§ EXERCISE: Go through the listing and write out all of it exactly.

Labeled-object pointing entries
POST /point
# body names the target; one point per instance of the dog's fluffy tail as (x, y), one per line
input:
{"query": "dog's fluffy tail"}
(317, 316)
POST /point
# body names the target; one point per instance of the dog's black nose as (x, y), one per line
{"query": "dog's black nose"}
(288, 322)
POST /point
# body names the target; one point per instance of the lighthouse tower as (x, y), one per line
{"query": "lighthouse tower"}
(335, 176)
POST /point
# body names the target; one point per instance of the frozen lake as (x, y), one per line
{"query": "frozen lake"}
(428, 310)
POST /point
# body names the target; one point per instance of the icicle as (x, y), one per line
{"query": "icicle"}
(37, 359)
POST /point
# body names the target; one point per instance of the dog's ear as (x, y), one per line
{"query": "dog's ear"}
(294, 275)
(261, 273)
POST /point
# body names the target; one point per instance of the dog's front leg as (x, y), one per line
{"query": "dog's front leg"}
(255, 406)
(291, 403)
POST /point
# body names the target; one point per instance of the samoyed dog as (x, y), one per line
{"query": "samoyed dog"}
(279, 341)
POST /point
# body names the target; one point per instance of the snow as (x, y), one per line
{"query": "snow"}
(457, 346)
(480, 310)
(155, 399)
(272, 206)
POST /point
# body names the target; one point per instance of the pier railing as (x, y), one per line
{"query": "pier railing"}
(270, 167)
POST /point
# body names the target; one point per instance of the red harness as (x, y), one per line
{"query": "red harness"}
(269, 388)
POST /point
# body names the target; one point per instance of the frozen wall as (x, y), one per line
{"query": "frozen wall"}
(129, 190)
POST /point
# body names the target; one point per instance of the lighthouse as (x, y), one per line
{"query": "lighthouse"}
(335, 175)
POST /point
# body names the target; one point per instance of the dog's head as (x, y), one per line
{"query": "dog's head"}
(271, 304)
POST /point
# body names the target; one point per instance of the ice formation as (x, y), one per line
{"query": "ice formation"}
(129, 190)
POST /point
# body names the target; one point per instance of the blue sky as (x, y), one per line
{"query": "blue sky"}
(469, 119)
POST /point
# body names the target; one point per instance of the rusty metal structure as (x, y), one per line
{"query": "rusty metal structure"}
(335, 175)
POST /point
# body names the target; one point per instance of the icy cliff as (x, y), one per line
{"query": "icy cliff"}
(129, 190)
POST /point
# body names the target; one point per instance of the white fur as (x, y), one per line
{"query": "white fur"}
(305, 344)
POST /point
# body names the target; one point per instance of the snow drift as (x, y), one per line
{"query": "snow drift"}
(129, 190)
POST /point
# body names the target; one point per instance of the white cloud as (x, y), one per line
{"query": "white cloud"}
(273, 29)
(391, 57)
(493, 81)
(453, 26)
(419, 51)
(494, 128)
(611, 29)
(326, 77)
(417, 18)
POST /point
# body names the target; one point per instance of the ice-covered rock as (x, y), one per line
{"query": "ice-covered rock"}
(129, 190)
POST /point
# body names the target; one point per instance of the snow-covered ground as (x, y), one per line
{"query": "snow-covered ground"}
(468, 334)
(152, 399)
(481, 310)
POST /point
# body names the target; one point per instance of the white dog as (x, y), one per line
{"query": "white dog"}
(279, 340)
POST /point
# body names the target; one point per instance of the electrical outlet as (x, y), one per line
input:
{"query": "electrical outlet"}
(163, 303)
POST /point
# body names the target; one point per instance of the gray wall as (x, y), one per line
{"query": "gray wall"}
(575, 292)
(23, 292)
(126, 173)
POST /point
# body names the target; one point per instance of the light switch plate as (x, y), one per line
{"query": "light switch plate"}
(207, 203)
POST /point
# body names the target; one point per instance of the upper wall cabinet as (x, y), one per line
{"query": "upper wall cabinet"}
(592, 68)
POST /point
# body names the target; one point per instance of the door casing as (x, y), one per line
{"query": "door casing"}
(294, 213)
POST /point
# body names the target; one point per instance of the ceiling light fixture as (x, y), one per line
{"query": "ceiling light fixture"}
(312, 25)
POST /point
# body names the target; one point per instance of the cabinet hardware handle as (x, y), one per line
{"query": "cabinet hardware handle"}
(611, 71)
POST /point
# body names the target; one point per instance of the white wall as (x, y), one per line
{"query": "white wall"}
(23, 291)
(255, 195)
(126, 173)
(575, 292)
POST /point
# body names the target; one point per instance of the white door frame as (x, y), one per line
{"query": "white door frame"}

§ RESPONSE TO THIS TASK:
POST /point
# body names the target; one point per instance of the dog's fluffy tail as (x, y), one per line
input:
{"query": "dog's fluffy tail"}
(317, 316)
POST /point
# body names the target; one point per instance of the dog's black nose as (x, y), one per line
{"query": "dog's black nose"}
(288, 322)
POST /point
# body names the target; one point per instance of the lighthouse tower as (x, y), one per line
{"query": "lighthouse tower"}
(335, 176)
POST /point
# body names the target; one point per instance of the frozen lake as (x, y), one per line
{"query": "frozen lake"}
(428, 310)
POST /point
# body names the target; one point per instance of the icicle as (x, y), one per line
{"query": "icicle"}
(37, 359)
POST /point
# body names the target; one point per instance of the dog's ear as (x, y), one per line
{"query": "dog's ear"}
(294, 275)
(261, 273)
POST /point
# body names the target; one point per instance of the dog's front leg as (x, y), one per line
{"query": "dog's front leg"}
(255, 406)
(291, 403)
POST /point
# body names the target; one point per instance of the samoyed dog as (x, y), one per line
{"query": "samoyed dog"}
(279, 341)
POST /point
# body names the target; one point per instance of the snow as (x, y), one per line
{"query": "snow"}
(457, 346)
(480, 310)
(155, 399)
(272, 206)
POST /point
# body names the target; one point per instance of the pier railing as (x, y), one per line
{"query": "pier railing"}
(270, 167)
POST /point
# body names the target; one point per instance of the red harness as (x, y), one per line
{"query": "red harness"}
(269, 388)
POST /point
# body names the target; one point per instance of the frozen wall as (x, y), one per line
{"query": "frozen wall"}
(129, 190)
POST /point
# body names the target; one point per instance of the lighthouse as (x, y), one per line
{"query": "lighthouse"}
(335, 175)
POST /point
# body names the target; one point per instance of the dog's head as (x, y), one per line
{"query": "dog's head"}
(271, 304)
POST /point
# body names the target; one point per instance of the ice formation as (x, y), one per line
{"query": "ice formation"}
(129, 190)
POST /point
# body names the target; one point per instance of the blue sky as (x, y), one per line
{"query": "blue sky"}
(469, 119)
POST /point
# body names the target; one point per instance of the rusty metal structure as (x, y), one per line
{"query": "rusty metal structure"}
(335, 175)
POST /point
# body names the target; one point per instance of the icy cliff as (x, y), one per line
{"query": "icy cliff"}
(129, 190)
POST /point
# body names the target; one point per instance of the white fur as (x, y), one per line
{"query": "white fur"}
(305, 344)
POST /point
# body names the target; one point per instance of the snow drift as (x, y), one per line
{"query": "snow drift"}
(129, 190)
POST /point
# body names the target; one point per instance of the white cloud as (x, y), one per line
{"query": "white cloud"}
(273, 29)
(391, 57)
(493, 81)
(453, 26)
(419, 51)
(494, 128)
(611, 29)
(326, 77)
(417, 18)
POST /point
# body names the target; one point per instance of the ice-covered rock as (x, y), one per line
{"query": "ice-covered rock"}
(129, 190)
POST /point
# body names the target; one point per instance of the snow-covered ground as (x, y), one per line
{"query": "snow-covered ground"}
(468, 334)
(152, 399)
(481, 310)
POST /point
# body names the target; one point per instance of the white dog as (x, y), one per line
{"query": "white dog"}
(279, 340)
POST /point
# body names the target; one point per instance of the electrical outlet as (x, y), one per line
input:
{"query": "electrical outlet"}
(163, 303)
POST /point
# body names the target; one point per instance of the gray wall as (x, y), one per line
{"query": "gray wall"}
(575, 292)
(23, 292)
(126, 173)
POST /point
# body names the target; one point per instance of the light switch plate as (x, y), one per line
{"query": "light switch plate"}
(207, 203)
POST /point
# body names the target; one point per instance of the upper wall cabinet as (x, y), one per line
{"query": "upper wall cabinet"}
(592, 68)
POST /point
# body names the target; one point per instance of the door casing as (x, y), one per line
{"query": "door casing"}
(294, 213)
POST /point
# body names the target; one point per instance of the ceiling light fixture as (x, y), one per line
{"query": "ceiling light fixture"}
(312, 25)
POST /point
# body names the target; one point per instance of the cabinet hardware handle as (x, y), one per line
{"query": "cabinet hardware handle"}
(611, 71)
POST /point
# body names the target; one point per instance of the white wall as (x, y), one per line
{"query": "white wall"}
(23, 291)
(255, 195)
(126, 173)
(575, 292)
POST /point
# body names the target; one point per instance of the white door frame as (x, y), one per line
{"query": "white door frame"}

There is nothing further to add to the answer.